- [BRIEF] Copy all lines in the material holding the string "flag".

*** DATA RECORDS ***

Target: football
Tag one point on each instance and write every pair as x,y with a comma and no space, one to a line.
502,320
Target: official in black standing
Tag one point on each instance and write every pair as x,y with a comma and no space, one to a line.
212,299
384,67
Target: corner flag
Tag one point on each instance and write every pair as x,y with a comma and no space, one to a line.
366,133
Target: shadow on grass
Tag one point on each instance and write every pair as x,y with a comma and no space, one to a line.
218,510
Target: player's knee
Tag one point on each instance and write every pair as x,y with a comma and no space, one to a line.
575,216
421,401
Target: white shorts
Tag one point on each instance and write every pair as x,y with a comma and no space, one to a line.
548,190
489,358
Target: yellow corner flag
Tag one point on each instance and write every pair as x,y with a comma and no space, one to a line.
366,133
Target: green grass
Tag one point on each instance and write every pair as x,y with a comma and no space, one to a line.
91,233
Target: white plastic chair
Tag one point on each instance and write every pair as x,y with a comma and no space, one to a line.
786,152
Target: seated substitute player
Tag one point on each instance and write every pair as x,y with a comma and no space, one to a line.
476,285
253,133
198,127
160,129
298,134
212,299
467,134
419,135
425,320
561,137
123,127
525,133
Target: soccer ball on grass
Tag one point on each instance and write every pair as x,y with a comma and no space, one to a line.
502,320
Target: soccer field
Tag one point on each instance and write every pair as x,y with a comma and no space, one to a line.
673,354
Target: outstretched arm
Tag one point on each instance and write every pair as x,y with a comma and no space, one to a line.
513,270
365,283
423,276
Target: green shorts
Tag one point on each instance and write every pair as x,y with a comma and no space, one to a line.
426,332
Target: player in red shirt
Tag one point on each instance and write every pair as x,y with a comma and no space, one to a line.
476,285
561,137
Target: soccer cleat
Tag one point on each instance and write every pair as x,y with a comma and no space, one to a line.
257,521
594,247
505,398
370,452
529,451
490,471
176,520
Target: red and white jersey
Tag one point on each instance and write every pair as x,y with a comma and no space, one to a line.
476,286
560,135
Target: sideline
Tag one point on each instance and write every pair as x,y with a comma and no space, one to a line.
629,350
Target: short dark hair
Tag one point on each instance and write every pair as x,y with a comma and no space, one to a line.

***

- [SOLUTION TO THE EXERCISE]
Target: corner flag
Target: yellow corner flag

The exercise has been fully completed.